Job 1: In the text about the album Unbroken, why is "Then You Kissed Me" called the Mac-Hector track? Answer in one to three sentences.

Text to read:
--

Unbroken is the third studio album by Irish boy band D-Side. The album was released on October 25, 2006 in Japan, and later released via the iTunes Store worldwide on March 3, 2008. The album peaked at number 58 on the Japanese album charts. Two singles were released from the album: the title track, "Unbroken", and "Let Me Be the One" (which serves as a promotional release only; no official music video was recorded for the song).

Background
"No One" was an unreleased track written by Bryan Adams. The album features writing contributions from a number of well-known songwriters, including two songs penned by Steve Mac and Wayne Hector ("Missing You" and "Then You Kissed Me"; the latter of which was an unreleased song by fellow boyband Westlife). The album's title track was also co-written by Phil Thornalley, famous for his work on Natalie Imbruglia's debut "Left of the Middle". The band co-wrote the mid-tempo ballad "Fly" with songwriter Kai McKenzie, who produced several tracks for the album. The original Japanese release includes four tracks omitted from the worldwide digital release, including the Mac-Hector "Then You Kissed Me".

--

Job 2: From the records, pull out every line that contains the string "snow", matching case exactly.

--

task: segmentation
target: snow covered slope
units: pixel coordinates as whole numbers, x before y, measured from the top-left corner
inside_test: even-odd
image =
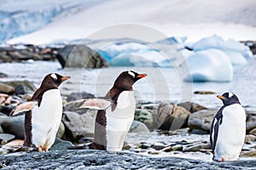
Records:
[[[2,41],[32,33],[9,41],[11,43],[41,44],[56,40],[86,38],[96,31],[123,23],[146,25],[168,37],[187,36],[190,42],[212,34],[236,40],[256,39],[255,0],[235,3],[233,0],[106,0],[96,1],[93,5],[91,2],[95,1],[89,0],[25,0],[26,4],[20,8],[20,5],[9,3],[14,1],[3,1],[3,5],[0,4],[0,10],[10,11],[5,14],[7,17],[4,20],[7,20],[9,24],[16,23],[15,26],[20,28],[18,30],[21,29],[22,31],[16,33],[14,31],[15,26],[6,26],[2,20],[1,31],[9,35],[2,37]],[[50,8],[46,8],[47,5],[44,8],[43,3],[49,4]],[[68,12],[70,6],[73,7],[72,8],[75,12]],[[32,9],[35,9],[34,13]],[[25,17],[15,18],[15,15],[10,14],[20,11]],[[59,14],[64,14],[55,19]],[[40,16],[38,19],[32,20],[38,15]],[[45,19],[43,20],[41,15]],[[114,37],[114,35],[109,37]]]

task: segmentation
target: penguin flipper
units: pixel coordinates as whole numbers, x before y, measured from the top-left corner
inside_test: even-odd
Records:
[[[111,105],[111,101],[102,99],[85,99],[80,108],[90,108],[96,110],[105,110]]]
[[[216,114],[215,117],[213,118],[212,128],[211,128],[211,133],[210,133],[210,142],[212,144],[212,153],[214,153],[216,143],[218,139],[218,128],[222,123],[223,119],[223,114],[222,110],[224,110],[224,107],[220,108],[220,110]]]
[[[29,101],[23,103],[20,105],[17,105],[13,110],[10,112],[10,116],[16,115],[18,113],[20,113],[22,111],[28,111],[32,110],[36,105],[38,105],[38,101]]]

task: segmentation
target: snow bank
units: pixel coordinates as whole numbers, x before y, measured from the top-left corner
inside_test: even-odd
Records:
[[[246,65],[245,58],[253,57],[249,48],[233,39],[224,41],[218,36],[204,37],[192,45],[195,52],[215,48],[223,51],[230,58],[233,65]]]
[[[229,57],[218,49],[206,49],[189,56],[187,63],[190,74],[186,82],[230,82],[233,77],[233,66]]]

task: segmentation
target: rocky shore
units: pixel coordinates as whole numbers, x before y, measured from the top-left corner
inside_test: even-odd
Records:
[[[0,82],[0,154],[11,154],[22,145],[24,114],[16,116],[9,114],[17,105],[29,101],[34,91],[35,87],[27,81]],[[73,92],[63,96],[62,121],[51,150],[67,150],[67,146],[92,141],[96,110],[79,106],[82,99],[94,97],[86,92]],[[184,156],[211,161],[209,132],[217,111],[218,108],[207,109],[191,102],[178,105],[138,102],[123,149],[152,156]],[[247,111],[247,136],[241,157],[256,156],[255,120],[256,112]]]
[[[9,48],[0,48],[1,62],[59,60],[63,65],[66,63],[61,64],[58,57],[66,56],[67,59],[71,48],[32,45]],[[79,48],[76,50],[76,54],[79,54]],[[30,55],[29,51],[33,55]],[[90,56],[94,52],[89,50],[84,54]],[[104,60],[97,60],[99,55],[95,56],[91,58],[93,62],[88,61],[88,65],[93,68],[106,66]],[[74,60],[74,67],[75,63],[80,64]],[[0,78],[3,77],[8,77],[8,75],[0,73]],[[29,81],[0,80],[0,168],[253,169],[256,167],[256,110],[247,110],[247,136],[241,159],[218,163],[211,161],[212,155],[209,142],[211,122],[218,108],[209,109],[189,101],[179,104],[138,101],[134,122],[120,153],[67,150],[67,146],[91,142],[96,111],[79,108],[82,99],[94,98],[94,94],[68,89],[66,90],[68,93],[63,95],[63,116],[51,150],[13,153],[22,145],[24,139],[24,113],[16,116],[9,116],[9,113],[17,105],[29,101],[35,90],[34,84]],[[197,91],[195,94],[208,95],[209,93],[214,94]]]
[[[256,161],[202,162],[101,150],[16,153],[0,156],[2,169],[254,169]]]

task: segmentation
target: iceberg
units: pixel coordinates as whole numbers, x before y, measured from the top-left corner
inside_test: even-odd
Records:
[[[182,55],[177,48],[165,44],[146,44],[137,42],[112,43],[97,52],[111,66],[159,66],[173,67],[183,62],[178,60]],[[174,48],[174,50],[170,50]],[[167,50],[167,51],[166,51]],[[170,54],[171,51],[171,55]],[[168,56],[166,54],[168,53]]]
[[[195,52],[187,59],[190,69],[185,82],[230,82],[233,66],[229,57],[221,50],[207,49]]]
[[[246,65],[246,58],[253,57],[253,53],[247,46],[233,39],[224,41],[216,35],[202,38],[194,43],[192,48],[195,52],[209,48],[221,50],[226,54],[232,65]]]

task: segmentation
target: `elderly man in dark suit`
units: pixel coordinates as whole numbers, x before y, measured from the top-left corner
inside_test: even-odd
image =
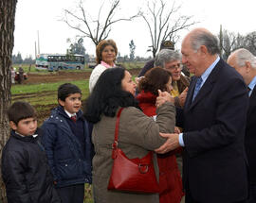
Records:
[[[244,147],[248,96],[243,77],[218,56],[218,41],[205,28],[182,42],[182,62],[194,74],[183,110],[177,109],[180,134],[156,151],[184,146],[186,203],[247,202],[247,174]],[[173,100],[159,93],[156,105]]]
[[[229,57],[228,63],[243,77],[248,89],[249,108],[245,137],[248,159],[249,201],[256,202],[256,58],[247,49],[241,48]]]

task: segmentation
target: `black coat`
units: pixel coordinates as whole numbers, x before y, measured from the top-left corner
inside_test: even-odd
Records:
[[[42,126],[45,131],[43,143],[54,180],[57,181],[56,187],[92,182],[94,150],[89,125],[82,117],[82,112],[77,112],[77,123],[82,122],[83,127],[83,135],[81,135],[84,140],[82,147],[68,120],[70,118],[64,108],[58,106]]]
[[[247,197],[244,147],[247,91],[235,69],[220,59],[192,102],[193,77],[183,110],[183,180],[196,202],[227,203]],[[183,119],[182,119],[183,118]]]
[[[249,182],[256,184],[256,86],[249,97],[245,144],[249,163]]]
[[[9,203],[61,202],[40,139],[41,135],[21,137],[11,131],[2,154],[2,176]]]

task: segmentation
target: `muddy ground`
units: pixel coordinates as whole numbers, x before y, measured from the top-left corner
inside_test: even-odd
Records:
[[[130,69],[129,72],[133,76],[137,76],[141,69]],[[53,83],[59,81],[74,81],[74,80],[82,80],[88,79],[90,77],[91,72],[53,72],[47,75],[29,73],[28,78],[24,81],[23,84],[38,84],[38,83]],[[51,94],[52,92],[44,92],[40,93],[24,93],[15,95],[12,99],[12,102],[17,100],[23,100],[25,98]],[[49,116],[50,110],[54,108],[56,105],[35,105],[35,109],[38,113],[38,123],[39,126],[43,123],[43,121]]]
[[[137,76],[141,69],[130,69],[129,72],[133,76]],[[28,73],[28,78],[24,80],[24,84],[36,84],[36,83],[47,83],[58,82],[63,80],[74,81],[88,79],[91,72],[52,72],[47,75]]]

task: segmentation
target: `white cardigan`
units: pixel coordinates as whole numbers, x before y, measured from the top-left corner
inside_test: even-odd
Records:
[[[90,79],[89,79],[89,91],[92,93],[93,88],[98,81],[101,75],[106,70],[107,68],[101,64],[98,64],[92,71]]]

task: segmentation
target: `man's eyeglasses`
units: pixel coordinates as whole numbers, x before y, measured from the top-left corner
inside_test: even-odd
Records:
[[[172,66],[169,66],[169,67],[165,67],[166,70],[177,70],[177,69],[180,69],[182,70],[182,64],[181,63],[177,63],[177,64],[174,64],[174,65],[172,65]]]

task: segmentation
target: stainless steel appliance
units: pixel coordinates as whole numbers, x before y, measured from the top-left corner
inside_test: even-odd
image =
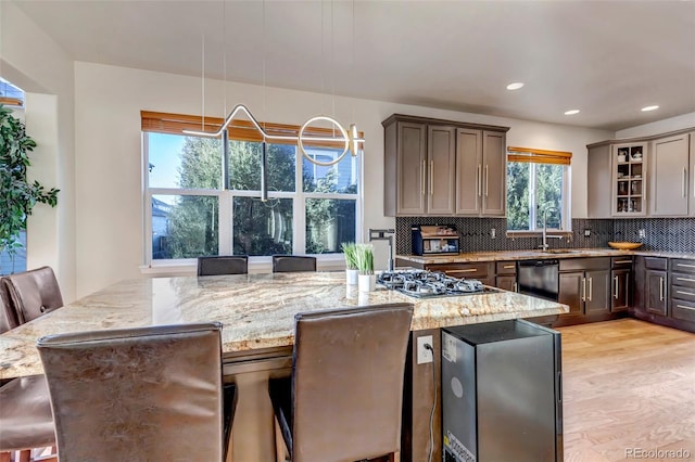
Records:
[[[457,279],[426,270],[384,271],[377,283],[418,298],[500,292],[476,279]]]
[[[559,260],[520,260],[517,267],[519,293],[557,301]]]
[[[415,255],[458,254],[458,232],[453,224],[414,224],[410,233]]]
[[[443,329],[444,462],[561,461],[560,349],[523,320]]]

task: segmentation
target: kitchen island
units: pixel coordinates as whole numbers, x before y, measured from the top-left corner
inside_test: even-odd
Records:
[[[290,373],[294,315],[389,303],[413,303],[413,335],[433,335],[435,344],[433,364],[416,364],[408,357],[413,367],[406,389],[412,400],[404,400],[408,408],[404,426],[409,425],[404,431],[418,454],[428,449],[431,396],[439,387],[432,383],[431,368],[439,364],[440,328],[568,310],[565,305],[505,291],[434,298],[413,298],[383,287],[358,293],[345,285],[342,271],[127,280],[0,335],[0,378],[42,373],[36,341],[43,335],[219,321],[226,381],[239,388],[235,421],[241,423],[233,431],[235,460],[269,461],[274,437],[267,380]],[[434,441],[439,447],[437,437]],[[409,450],[403,452],[406,455]],[[419,460],[418,454],[412,459]]]

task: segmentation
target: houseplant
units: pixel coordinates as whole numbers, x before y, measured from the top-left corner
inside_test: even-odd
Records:
[[[343,255],[345,256],[345,277],[348,285],[357,285],[357,244],[354,242],[344,242],[341,245]]]
[[[356,244],[355,256],[357,260],[359,292],[371,292],[377,285],[377,277],[374,273],[374,247],[371,244]]]
[[[22,247],[20,233],[26,229],[26,217],[34,206],[58,204],[59,190],[47,191],[38,181],[27,180],[28,153],[34,147],[36,142],[26,134],[22,120],[0,104],[0,253],[7,251],[13,260]]]

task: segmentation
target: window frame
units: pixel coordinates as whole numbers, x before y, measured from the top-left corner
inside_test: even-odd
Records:
[[[538,157],[534,159],[533,153],[542,153],[538,154]],[[518,153],[530,153],[529,161],[510,161],[510,157],[519,158]],[[553,235],[571,235],[572,234],[572,213],[571,213],[571,153],[557,152],[563,154],[561,156],[554,157],[552,155],[553,151],[545,150],[533,150],[533,149],[523,149],[523,147],[513,147],[509,146],[507,149],[507,164],[510,162],[517,163],[526,163],[529,164],[529,229],[528,230],[509,230],[507,229],[506,234],[508,238],[534,238],[540,235],[543,232],[543,228],[538,226],[539,218],[539,208],[538,208],[538,198],[536,198],[536,179],[538,179],[538,166],[539,165],[560,165],[563,167],[563,191],[561,191],[561,201],[560,201],[560,214],[561,221],[560,228],[547,228],[547,233]],[[543,162],[543,161],[548,162]],[[505,169],[507,167],[505,166]],[[505,180],[507,181],[507,180]],[[508,193],[507,193],[508,194]],[[507,197],[505,197],[507,200]],[[507,213],[509,207],[506,207]],[[506,217],[505,217],[506,219]]]
[[[218,255],[231,255],[233,247],[233,220],[232,220],[232,210],[233,210],[233,200],[235,197],[260,197],[260,190],[229,190],[227,189],[227,184],[222,181],[222,189],[219,190],[211,190],[211,189],[184,189],[184,188],[151,188],[149,185],[149,165],[150,165],[150,153],[149,153],[149,133],[150,132],[160,132],[160,133],[168,133],[168,134],[184,134],[180,132],[176,132],[177,129],[163,129],[157,130],[152,127],[151,119],[148,120],[148,126],[146,129],[146,114],[151,115],[163,115],[167,116],[168,120],[176,120],[177,115],[175,114],[164,114],[164,113],[149,113],[142,112],[142,130],[141,130],[141,157],[142,157],[142,197],[143,197],[143,242],[142,242],[142,255],[143,255],[143,266],[141,270],[143,272],[159,272],[159,269],[167,268],[167,267],[190,267],[197,264],[195,258],[172,258],[172,259],[154,259],[152,258],[152,197],[156,195],[178,195],[178,196],[216,196],[218,201]],[[188,126],[194,119],[195,116],[179,116],[182,120],[182,125]],[[198,119],[202,120],[202,117],[198,117]],[[205,117],[205,123],[214,123],[214,118]],[[222,120],[222,119],[220,119]],[[243,123],[243,120],[240,120]],[[262,123],[263,124],[263,123]],[[236,125],[236,121],[235,121]],[[242,124],[243,125],[243,124]],[[270,124],[268,124],[270,125]],[[274,124],[274,126],[283,127],[287,130],[286,125]],[[295,127],[299,130],[300,127]],[[233,128],[230,129],[230,132],[233,133]],[[243,129],[245,130],[245,128]],[[320,129],[317,129],[320,130]],[[260,142],[261,140],[253,138],[247,131],[243,131],[244,136],[241,139],[232,138],[230,134],[230,141],[251,141],[251,142]],[[362,136],[362,133],[361,133]],[[326,147],[333,147],[326,146]],[[324,198],[324,200],[353,200],[355,201],[355,241],[363,242],[364,240],[364,151],[359,150],[357,153],[357,192],[356,193],[323,193],[323,192],[305,192],[302,184],[302,169],[303,166],[303,156],[295,147],[295,168],[294,168],[294,184],[295,190],[293,192],[282,192],[282,191],[268,191],[268,198],[291,198],[292,200],[292,254],[295,255],[306,255],[306,202],[308,198]],[[224,156],[224,154],[223,154]],[[224,162],[224,161],[223,161]],[[224,167],[220,166],[220,175],[223,175]],[[330,253],[330,254],[309,254],[317,258],[317,262],[323,267],[336,267],[339,268],[344,265],[344,257],[342,253]],[[271,268],[271,256],[250,256],[249,257],[249,267],[250,271],[252,269],[258,271],[266,271]]]

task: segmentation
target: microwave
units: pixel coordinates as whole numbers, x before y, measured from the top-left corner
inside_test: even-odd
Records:
[[[414,224],[413,254],[453,255],[458,254],[458,232],[453,224]]]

--

Complete response 1: "Then You Kissed Me" is one of the two songs on the album written by Steve Mac and Wayne Hector. The other is "Missing You."

Complete response 2:
target: snow covered slope
target: snow bank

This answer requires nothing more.